Exercise aim: Show every line in the items below that contains the word "wooden", copying each line as it appears.

====== Material shown ======

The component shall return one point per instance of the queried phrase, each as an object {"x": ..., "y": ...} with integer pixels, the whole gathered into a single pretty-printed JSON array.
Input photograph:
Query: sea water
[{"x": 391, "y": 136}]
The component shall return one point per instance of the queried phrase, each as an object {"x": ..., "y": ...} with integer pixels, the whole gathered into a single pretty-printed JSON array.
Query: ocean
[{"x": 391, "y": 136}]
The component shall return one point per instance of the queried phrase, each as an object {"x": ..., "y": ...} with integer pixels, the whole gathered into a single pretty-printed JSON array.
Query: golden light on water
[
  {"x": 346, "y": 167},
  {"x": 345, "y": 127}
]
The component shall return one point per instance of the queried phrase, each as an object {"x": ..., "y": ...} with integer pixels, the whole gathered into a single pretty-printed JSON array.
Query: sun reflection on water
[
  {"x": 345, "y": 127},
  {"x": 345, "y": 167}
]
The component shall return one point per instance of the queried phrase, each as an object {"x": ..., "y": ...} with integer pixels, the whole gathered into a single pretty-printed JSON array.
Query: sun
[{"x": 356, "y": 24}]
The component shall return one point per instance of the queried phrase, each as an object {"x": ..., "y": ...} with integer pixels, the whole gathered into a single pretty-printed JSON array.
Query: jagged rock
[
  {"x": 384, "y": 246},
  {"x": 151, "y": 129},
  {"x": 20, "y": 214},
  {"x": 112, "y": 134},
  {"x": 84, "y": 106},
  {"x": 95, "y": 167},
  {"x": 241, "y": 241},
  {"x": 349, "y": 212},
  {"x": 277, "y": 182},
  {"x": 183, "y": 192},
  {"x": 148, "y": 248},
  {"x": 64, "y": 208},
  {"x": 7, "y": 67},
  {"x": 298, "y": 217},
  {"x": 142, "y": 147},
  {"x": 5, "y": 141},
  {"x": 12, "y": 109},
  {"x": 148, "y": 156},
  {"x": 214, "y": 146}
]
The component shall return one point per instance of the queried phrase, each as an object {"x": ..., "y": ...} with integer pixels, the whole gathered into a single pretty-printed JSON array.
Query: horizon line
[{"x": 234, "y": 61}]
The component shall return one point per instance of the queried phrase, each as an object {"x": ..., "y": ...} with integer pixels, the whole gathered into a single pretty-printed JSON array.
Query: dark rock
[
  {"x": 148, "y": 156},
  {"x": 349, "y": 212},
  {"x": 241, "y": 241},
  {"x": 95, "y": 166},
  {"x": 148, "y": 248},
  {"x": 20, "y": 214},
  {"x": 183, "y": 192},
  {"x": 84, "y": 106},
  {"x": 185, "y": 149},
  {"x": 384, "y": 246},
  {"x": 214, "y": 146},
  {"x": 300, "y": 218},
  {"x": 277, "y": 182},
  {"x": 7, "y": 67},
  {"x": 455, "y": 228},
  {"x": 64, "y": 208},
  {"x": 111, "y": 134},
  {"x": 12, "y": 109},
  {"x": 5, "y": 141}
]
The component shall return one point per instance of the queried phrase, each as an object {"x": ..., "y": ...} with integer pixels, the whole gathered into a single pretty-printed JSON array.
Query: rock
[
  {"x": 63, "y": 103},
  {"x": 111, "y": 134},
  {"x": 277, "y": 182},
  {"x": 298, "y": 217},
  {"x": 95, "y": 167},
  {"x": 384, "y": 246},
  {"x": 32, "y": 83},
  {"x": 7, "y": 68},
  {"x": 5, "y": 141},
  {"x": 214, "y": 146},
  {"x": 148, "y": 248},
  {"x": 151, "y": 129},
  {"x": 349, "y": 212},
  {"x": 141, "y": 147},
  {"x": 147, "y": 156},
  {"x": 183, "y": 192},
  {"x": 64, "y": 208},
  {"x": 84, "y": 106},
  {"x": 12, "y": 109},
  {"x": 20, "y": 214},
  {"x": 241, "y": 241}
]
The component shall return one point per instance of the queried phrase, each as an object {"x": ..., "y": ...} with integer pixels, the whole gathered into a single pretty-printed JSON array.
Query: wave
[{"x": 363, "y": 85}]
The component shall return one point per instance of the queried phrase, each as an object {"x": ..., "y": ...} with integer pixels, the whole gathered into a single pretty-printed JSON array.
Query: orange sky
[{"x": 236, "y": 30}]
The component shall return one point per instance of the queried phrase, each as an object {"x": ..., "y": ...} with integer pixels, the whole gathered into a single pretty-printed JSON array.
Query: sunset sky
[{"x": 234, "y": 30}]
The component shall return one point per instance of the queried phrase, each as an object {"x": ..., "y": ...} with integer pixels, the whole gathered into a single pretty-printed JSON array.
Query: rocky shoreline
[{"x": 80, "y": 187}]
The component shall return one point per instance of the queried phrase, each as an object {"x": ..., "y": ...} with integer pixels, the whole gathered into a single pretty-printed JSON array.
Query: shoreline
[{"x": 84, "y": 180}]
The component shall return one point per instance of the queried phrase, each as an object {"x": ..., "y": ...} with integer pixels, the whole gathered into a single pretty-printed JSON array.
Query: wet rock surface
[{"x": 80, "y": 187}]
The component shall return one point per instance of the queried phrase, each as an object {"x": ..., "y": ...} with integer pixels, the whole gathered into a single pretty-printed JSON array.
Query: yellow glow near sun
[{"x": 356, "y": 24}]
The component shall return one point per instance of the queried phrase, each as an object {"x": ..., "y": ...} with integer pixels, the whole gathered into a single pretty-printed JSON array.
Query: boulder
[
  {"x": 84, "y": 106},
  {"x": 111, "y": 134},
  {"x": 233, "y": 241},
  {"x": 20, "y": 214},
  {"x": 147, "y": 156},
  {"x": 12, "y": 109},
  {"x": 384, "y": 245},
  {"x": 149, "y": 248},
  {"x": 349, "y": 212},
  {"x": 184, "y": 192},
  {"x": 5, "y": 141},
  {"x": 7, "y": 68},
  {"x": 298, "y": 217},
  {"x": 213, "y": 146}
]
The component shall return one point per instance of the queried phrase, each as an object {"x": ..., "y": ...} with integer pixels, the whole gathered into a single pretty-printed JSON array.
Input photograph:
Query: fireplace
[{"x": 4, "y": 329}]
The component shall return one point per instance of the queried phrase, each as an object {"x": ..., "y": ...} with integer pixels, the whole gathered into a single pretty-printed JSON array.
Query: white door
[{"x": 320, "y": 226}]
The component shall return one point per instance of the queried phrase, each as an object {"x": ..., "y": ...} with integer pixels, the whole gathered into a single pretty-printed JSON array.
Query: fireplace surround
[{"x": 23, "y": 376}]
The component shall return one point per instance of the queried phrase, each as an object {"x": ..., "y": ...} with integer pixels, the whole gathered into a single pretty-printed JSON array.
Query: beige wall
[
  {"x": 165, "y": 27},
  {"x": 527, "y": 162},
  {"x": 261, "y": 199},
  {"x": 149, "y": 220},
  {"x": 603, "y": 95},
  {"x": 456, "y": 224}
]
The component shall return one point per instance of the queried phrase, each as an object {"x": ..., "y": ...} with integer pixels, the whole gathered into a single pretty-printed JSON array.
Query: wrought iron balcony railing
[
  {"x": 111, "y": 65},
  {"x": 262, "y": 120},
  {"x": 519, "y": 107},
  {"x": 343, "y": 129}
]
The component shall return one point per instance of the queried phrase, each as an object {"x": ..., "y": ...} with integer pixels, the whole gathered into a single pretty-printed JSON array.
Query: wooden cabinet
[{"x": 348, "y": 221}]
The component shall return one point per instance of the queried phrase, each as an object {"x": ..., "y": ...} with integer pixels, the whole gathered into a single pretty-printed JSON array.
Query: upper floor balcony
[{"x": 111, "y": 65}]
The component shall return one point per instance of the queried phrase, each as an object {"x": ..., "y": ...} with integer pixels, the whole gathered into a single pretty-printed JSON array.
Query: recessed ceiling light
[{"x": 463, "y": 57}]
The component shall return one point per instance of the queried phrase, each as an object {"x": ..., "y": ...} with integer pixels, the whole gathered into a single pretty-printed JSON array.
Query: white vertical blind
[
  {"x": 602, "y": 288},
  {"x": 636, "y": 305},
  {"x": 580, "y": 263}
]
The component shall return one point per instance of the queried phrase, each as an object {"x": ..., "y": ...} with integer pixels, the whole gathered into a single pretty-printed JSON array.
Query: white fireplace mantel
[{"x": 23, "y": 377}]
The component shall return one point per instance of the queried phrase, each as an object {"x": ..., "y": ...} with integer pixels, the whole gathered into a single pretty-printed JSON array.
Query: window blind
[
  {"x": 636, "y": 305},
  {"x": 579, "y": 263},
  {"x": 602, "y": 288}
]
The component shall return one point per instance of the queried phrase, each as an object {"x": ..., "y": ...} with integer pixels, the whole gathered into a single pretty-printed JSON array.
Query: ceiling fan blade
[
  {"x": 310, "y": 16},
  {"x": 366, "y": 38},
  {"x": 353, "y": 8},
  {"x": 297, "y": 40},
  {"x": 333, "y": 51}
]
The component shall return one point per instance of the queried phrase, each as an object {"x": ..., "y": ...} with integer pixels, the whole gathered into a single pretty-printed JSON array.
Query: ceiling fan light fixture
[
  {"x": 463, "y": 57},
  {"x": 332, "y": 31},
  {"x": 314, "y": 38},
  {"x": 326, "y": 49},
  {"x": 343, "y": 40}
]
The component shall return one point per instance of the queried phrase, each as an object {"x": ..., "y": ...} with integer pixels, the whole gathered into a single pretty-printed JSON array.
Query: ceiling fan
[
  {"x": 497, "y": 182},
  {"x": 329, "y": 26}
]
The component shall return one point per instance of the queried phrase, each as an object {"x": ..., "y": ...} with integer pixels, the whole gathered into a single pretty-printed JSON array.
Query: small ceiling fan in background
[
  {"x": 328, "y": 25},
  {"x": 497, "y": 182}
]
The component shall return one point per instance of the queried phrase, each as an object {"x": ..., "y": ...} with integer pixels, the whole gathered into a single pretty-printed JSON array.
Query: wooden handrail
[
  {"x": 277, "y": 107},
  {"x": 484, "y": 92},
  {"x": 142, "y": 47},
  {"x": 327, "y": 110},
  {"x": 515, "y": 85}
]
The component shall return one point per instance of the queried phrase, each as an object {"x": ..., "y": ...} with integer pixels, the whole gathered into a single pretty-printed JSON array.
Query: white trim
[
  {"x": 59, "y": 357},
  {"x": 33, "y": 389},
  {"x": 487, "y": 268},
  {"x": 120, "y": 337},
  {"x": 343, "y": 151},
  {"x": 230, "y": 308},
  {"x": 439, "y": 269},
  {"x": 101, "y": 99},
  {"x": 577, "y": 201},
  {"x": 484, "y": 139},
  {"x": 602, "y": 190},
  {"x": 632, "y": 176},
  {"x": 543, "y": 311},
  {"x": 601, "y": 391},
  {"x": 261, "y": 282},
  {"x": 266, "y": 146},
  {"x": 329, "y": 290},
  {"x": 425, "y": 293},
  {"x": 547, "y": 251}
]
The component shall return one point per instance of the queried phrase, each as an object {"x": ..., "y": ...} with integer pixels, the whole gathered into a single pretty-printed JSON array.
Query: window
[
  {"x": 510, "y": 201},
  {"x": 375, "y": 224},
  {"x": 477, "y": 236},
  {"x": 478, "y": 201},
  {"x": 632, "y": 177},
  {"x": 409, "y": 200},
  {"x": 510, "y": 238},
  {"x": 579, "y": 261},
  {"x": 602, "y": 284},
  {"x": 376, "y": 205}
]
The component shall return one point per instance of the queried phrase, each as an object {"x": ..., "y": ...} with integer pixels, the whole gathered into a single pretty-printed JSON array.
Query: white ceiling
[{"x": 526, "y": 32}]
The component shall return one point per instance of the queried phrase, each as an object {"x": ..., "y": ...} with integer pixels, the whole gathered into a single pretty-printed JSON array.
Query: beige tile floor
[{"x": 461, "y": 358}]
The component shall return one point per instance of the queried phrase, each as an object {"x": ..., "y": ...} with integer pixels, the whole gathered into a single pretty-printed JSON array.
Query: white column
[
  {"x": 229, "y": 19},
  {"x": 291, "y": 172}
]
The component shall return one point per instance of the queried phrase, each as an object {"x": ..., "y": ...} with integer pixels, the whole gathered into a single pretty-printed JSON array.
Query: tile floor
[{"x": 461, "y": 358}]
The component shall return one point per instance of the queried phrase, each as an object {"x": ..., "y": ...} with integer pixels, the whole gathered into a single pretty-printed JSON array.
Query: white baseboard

======

Written response:
Query: wooden cabinet
Query: wooden handrail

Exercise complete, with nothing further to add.